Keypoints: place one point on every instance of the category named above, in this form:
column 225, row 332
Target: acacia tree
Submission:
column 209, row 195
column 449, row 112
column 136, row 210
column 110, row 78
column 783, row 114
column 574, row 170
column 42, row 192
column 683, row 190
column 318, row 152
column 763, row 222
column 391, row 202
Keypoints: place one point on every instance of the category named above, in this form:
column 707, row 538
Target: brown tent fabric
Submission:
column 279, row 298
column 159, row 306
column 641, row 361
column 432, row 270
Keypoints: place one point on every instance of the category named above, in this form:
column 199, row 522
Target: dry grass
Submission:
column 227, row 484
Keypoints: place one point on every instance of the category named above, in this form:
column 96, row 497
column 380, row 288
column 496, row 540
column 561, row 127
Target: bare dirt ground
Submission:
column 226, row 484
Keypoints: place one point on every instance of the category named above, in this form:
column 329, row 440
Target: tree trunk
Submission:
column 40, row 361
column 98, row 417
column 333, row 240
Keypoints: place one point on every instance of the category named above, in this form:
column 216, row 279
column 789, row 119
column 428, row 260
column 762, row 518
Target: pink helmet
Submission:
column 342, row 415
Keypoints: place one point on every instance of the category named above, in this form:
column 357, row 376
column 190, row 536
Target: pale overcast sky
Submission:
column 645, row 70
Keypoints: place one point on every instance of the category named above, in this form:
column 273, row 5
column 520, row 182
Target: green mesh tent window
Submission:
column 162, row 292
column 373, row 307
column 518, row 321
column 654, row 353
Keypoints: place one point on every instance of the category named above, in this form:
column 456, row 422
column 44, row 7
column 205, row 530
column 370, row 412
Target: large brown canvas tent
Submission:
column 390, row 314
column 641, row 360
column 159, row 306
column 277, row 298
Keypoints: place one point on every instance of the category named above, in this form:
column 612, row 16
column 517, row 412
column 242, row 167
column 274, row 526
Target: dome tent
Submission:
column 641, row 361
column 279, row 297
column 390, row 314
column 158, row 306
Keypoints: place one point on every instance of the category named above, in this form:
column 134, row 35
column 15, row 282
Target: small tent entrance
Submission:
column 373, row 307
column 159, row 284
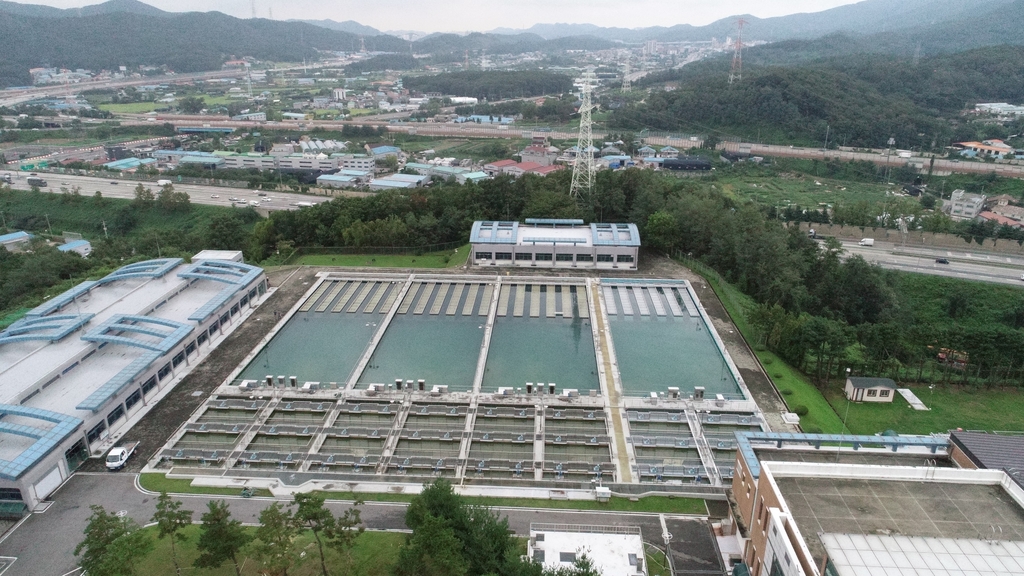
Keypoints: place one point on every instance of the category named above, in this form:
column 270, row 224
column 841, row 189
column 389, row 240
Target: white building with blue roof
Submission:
column 80, row 369
column 555, row 243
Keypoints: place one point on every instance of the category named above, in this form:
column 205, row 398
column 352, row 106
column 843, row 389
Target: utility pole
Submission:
column 583, row 167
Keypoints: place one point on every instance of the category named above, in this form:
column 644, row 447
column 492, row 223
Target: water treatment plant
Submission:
column 514, row 380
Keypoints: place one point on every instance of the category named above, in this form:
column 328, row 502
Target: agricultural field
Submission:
column 801, row 190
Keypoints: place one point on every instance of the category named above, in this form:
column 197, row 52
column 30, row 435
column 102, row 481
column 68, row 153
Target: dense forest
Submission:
column 817, row 309
column 383, row 62
column 859, row 99
column 492, row 84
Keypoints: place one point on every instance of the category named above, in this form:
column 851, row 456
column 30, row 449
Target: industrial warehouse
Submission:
column 81, row 368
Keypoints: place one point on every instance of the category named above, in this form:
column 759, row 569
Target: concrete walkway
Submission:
column 912, row 399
==*==
▶ Written task
Rename "Submission" to "Reply" throughout the listing above and reproduce all of its lines with nothing else altered. Leave the pictures out of your answer.

▶ Solution to this task
Keypoints: place one point on every instance of the category named above, in this form:
column 225, row 332
Target: acacia tree
Reply:
column 209, row 195
column 449, row 112
column 136, row 210
column 110, row 78
column 783, row 114
column 574, row 170
column 42, row 192
column 683, row 190
column 318, row 152
column 763, row 222
column 391, row 202
Keypoints: place one point on every instance of the category named above, in this form:
column 707, row 538
Target: brown tent fabric
Reply:
column 279, row 298
column 159, row 306
column 641, row 361
column 432, row 270
Keypoints: place one point on every instance of the category named above, in this form:
column 199, row 522
Target: dry grass
Reply:
column 227, row 484
Keypoints: place one point on every instance of the category named above, in this form:
column 96, row 497
column 380, row 288
column 496, row 540
column 561, row 127
Target: bare dirt ground
Reply:
column 226, row 484
Keypoints: place one point on every instance of the category named above, in this form:
column 329, row 440
Target: tree trunk
Reply:
column 40, row 361
column 98, row 417
column 333, row 240
Keypoints: place one point on every instance of the category named above, in this form:
column 216, row 279
column 789, row 119
column 428, row 260
column 762, row 518
Target: pink helmet
Reply:
column 342, row 415
Keypoints: place one point on every instance of the category named above, in this form:
column 357, row 376
column 190, row 536
Target: pale overcast sky
Reply:
column 645, row 70
Keypoints: place one point on every instance of the category named above, in this form:
column 273, row 5
column 520, row 182
Target: green mesh tent window
Reply:
column 162, row 292
column 373, row 307
column 518, row 321
column 654, row 353
Keypoints: place one point on every instance of the category named above, in this form:
column 456, row 422
column 44, row 7
column 205, row 530
column 370, row 412
Target: large brown canvas tent
Reply:
column 390, row 314
column 641, row 360
column 159, row 306
column 277, row 298
Keypoints: place one point on every instance of the category named above, in this form:
column 612, row 16
column 517, row 412
column 242, row 167
column 274, row 526
Target: dome tent
Reply:
column 641, row 361
column 279, row 297
column 390, row 314
column 158, row 306
Keypoints: place one point on every instance of the category named above, in this form:
column 134, row 35
column 15, row 282
Target: small tent entrance
Reply:
column 373, row 307
column 159, row 284
Keypoints: place one point on every instance of the category named above, in this form:
column 270, row 224
column 841, row 189
column 389, row 240
Target: white building with blue roof
Reply:
column 80, row 369
column 555, row 243
Keypoints: place one point on every instance of the category named above, in this form:
column 205, row 398
column 352, row 106
column 843, row 389
Target: utility pole
Reply:
column 583, row 167
Keypoints: place one point on every instance of the category named above, in this form:
column 644, row 447
column 492, row 223
Target: water treatment plant
Reply:
column 514, row 380
Keypoints: place one point on every instance of the category named above, in this form:
column 328, row 502
Target: agricultural field
Reply:
column 801, row 190
Keypoints: place one point on every instance of the category named above, in this form:
column 197, row 52
column 30, row 435
column 102, row 481
column 68, row 153
Target: dense forest
Reply:
column 817, row 309
column 383, row 62
column 859, row 99
column 492, row 84
Keypoints: place one point on every instance of the category named above, in this form:
column 851, row 456
column 30, row 449
Target: industrial warehouse
Reply:
column 81, row 368
Keypoints: place one point on every instance of the category named above, in this form:
column 759, row 569
Target: concrete walkway
Reply:
column 912, row 399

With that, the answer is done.